*Brief:* Exactly the lines starting at the line containing "x=47, y=157" and ending at the line containing "Report the location of each instance of the framed" are to be written out from the listing below, both included.
***** Supplied information
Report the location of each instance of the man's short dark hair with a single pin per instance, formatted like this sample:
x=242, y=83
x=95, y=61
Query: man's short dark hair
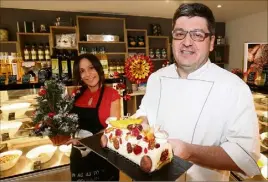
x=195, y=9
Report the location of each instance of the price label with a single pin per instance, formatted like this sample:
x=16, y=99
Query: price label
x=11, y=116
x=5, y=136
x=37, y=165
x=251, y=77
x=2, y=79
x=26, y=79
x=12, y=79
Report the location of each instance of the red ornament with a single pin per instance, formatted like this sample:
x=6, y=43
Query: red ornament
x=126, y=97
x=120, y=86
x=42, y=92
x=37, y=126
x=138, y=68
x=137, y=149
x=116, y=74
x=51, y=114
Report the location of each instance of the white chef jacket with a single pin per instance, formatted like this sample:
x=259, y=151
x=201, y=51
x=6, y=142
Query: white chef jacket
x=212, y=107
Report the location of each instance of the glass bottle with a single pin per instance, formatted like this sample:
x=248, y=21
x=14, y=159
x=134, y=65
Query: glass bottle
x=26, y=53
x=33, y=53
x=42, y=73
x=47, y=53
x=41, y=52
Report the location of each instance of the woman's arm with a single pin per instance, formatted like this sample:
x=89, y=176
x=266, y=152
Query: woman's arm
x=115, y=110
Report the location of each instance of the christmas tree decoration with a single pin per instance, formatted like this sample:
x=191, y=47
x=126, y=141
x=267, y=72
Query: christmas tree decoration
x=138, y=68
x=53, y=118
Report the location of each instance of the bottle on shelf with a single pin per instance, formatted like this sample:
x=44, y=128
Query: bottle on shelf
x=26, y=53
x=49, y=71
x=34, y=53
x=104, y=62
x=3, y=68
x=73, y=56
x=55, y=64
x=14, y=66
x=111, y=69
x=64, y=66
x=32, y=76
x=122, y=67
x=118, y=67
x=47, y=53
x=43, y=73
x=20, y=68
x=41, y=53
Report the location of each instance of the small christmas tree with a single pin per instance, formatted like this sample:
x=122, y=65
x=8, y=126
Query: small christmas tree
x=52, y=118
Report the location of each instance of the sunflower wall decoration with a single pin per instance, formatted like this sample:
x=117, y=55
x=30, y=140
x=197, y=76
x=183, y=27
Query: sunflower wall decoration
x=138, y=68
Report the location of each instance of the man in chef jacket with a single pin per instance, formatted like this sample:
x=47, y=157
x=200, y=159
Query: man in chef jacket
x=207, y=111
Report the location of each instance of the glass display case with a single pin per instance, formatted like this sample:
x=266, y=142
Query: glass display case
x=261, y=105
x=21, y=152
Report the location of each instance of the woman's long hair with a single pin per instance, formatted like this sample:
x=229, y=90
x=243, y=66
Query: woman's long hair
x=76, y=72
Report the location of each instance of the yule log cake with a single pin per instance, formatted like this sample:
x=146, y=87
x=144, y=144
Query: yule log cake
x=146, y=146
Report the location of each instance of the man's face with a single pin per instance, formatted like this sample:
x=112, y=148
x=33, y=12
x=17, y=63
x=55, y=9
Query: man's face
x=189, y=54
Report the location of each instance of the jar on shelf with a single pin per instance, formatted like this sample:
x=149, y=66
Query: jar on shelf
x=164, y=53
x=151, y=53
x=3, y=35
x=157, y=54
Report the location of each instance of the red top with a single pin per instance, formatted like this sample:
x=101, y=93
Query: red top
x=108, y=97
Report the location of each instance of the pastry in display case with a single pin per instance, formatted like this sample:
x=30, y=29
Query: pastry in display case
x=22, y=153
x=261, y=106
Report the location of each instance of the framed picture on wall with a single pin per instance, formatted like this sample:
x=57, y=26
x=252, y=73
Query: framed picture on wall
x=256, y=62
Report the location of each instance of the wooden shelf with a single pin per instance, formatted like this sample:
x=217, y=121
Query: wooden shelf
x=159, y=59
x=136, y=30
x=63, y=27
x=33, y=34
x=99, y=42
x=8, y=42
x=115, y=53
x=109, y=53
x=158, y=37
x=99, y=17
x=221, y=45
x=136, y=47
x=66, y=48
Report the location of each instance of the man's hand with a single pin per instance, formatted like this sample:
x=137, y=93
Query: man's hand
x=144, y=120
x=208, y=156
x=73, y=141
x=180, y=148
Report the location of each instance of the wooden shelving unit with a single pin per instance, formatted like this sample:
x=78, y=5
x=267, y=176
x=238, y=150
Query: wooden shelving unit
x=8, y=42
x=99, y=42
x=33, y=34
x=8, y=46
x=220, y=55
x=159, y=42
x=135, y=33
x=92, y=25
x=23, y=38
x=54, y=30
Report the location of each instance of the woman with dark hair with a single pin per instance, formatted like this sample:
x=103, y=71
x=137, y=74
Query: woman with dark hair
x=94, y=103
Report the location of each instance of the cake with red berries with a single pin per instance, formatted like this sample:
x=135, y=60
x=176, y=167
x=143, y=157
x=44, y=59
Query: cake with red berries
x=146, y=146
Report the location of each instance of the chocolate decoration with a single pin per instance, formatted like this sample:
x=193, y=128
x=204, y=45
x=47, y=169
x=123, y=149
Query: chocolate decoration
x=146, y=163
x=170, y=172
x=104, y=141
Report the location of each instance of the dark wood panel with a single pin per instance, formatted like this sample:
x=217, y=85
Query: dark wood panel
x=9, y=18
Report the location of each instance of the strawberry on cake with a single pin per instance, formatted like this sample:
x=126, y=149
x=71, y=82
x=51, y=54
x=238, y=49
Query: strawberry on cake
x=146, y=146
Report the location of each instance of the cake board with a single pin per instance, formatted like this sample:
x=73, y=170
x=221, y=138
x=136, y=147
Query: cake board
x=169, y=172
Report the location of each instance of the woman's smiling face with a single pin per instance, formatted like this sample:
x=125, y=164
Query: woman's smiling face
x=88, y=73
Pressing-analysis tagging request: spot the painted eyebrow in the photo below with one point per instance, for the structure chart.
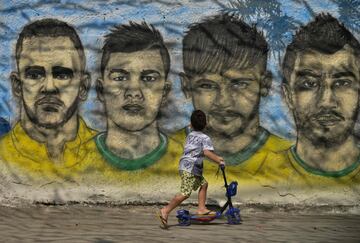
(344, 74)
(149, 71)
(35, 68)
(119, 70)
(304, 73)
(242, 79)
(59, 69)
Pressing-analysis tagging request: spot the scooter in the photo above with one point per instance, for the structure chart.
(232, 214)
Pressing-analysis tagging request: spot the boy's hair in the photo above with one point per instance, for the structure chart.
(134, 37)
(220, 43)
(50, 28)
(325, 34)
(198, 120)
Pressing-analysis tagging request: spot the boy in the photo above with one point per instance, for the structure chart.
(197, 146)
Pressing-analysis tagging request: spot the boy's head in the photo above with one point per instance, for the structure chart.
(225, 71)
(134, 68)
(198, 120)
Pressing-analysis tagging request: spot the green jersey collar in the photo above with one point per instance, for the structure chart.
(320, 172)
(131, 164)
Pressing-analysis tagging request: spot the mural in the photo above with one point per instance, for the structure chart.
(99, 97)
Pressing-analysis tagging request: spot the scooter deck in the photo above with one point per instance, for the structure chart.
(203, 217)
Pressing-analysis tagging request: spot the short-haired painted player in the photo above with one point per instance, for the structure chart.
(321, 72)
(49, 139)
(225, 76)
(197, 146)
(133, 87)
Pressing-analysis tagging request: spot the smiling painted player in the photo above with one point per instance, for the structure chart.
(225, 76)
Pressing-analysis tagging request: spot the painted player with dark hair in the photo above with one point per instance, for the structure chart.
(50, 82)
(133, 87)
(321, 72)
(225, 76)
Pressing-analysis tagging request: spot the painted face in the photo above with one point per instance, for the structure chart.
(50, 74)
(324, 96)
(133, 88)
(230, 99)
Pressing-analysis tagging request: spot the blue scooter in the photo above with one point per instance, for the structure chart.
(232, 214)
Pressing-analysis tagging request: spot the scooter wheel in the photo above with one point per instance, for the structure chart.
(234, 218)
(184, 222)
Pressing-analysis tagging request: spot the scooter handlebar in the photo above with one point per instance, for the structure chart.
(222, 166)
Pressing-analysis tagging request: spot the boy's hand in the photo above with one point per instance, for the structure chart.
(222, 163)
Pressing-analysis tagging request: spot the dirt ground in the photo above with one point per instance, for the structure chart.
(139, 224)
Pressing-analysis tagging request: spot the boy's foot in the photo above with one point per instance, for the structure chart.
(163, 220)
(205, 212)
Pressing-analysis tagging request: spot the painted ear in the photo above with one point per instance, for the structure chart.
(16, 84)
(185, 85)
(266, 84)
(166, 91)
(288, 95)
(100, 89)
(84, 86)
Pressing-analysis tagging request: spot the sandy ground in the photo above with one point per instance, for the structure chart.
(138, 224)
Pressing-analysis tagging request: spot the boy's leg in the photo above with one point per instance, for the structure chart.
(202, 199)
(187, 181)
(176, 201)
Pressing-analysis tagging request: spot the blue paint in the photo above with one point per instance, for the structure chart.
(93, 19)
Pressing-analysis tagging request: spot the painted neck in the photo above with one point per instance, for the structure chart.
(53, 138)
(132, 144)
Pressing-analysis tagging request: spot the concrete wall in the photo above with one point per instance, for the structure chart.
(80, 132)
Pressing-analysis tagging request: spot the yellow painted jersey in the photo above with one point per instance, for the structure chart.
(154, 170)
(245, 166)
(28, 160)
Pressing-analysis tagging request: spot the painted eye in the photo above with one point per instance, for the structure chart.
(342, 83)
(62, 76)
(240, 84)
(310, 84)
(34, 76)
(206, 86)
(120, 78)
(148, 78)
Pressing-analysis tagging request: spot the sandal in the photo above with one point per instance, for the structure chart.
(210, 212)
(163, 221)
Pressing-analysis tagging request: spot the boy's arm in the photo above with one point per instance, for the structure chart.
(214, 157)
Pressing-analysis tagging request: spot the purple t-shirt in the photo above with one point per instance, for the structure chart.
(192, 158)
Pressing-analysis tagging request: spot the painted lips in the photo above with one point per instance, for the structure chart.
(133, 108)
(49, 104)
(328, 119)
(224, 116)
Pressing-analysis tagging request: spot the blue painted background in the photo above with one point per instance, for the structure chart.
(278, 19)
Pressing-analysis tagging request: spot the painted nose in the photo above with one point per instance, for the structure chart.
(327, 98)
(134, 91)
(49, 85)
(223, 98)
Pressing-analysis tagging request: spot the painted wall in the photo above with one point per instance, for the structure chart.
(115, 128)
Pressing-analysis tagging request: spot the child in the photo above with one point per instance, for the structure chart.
**********
***** Supplied information
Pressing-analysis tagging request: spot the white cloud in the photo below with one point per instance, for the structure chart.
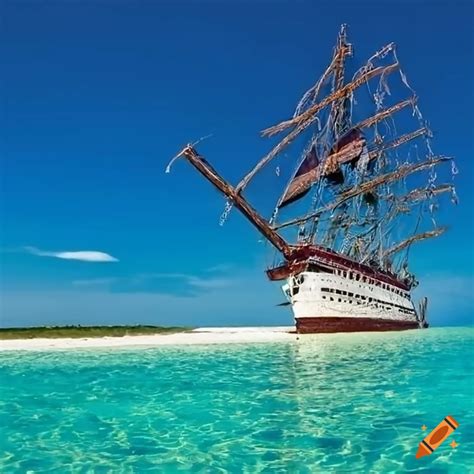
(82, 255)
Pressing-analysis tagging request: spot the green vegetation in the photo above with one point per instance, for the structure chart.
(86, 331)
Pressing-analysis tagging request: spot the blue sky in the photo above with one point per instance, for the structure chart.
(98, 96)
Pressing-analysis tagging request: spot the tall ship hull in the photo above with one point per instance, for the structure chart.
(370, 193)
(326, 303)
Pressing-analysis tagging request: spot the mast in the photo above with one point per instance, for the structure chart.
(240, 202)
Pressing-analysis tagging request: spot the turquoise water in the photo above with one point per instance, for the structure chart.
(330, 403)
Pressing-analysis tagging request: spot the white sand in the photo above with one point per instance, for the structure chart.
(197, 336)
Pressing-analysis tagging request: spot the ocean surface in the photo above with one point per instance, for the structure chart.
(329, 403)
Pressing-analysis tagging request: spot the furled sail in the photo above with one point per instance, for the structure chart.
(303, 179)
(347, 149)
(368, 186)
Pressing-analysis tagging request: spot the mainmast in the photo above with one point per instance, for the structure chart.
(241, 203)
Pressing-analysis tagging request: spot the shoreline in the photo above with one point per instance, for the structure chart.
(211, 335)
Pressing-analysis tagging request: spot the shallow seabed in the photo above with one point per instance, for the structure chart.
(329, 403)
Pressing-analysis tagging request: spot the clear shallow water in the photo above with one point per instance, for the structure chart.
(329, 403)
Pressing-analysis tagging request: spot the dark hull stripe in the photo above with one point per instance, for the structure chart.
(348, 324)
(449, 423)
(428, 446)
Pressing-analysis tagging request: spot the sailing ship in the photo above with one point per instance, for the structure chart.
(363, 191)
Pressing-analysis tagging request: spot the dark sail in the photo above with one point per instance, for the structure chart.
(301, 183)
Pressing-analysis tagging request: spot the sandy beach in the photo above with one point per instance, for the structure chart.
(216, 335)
**********
*Expected output:*
x=47, y=157
x=200, y=159
Query: man in chef jacket
x=207, y=111
Report the location of each instance of the glass display case with a single pin per instance, formatted like this sample:
x=266, y=142
Query: glass display case
x=261, y=105
x=21, y=152
Report the location of each instance of the woman's long hair with a single pin per instance, formatted like this sample:
x=229, y=90
x=243, y=66
Query: woman's long hair
x=76, y=72
Report the location of each instance of the yule log cake with a single pin per instance, formatted like this sample:
x=146, y=87
x=144, y=144
Query: yule log cake
x=146, y=146
Report the location of each instance of the man's face with a single pin per instance, formatted like this sample:
x=112, y=148
x=33, y=12
x=17, y=63
x=55, y=9
Query: man's face
x=189, y=54
Report the location of each instance of the jar on shelf with a single pin per instance, formatted like this sample:
x=149, y=66
Query: jar on shelf
x=164, y=53
x=151, y=53
x=3, y=35
x=157, y=54
Report the location of each instance of the red top with a single pin per instance, formatted like this sample:
x=101, y=93
Query: red top
x=108, y=97
Report the location of each instance of the pastry in display case with a single pin per instance, formatted like this sample:
x=30, y=29
Query: pastry in display case
x=22, y=153
x=261, y=106
Report the location of each instance of the framed picture on wall with a single pin per instance, formatted like this sample:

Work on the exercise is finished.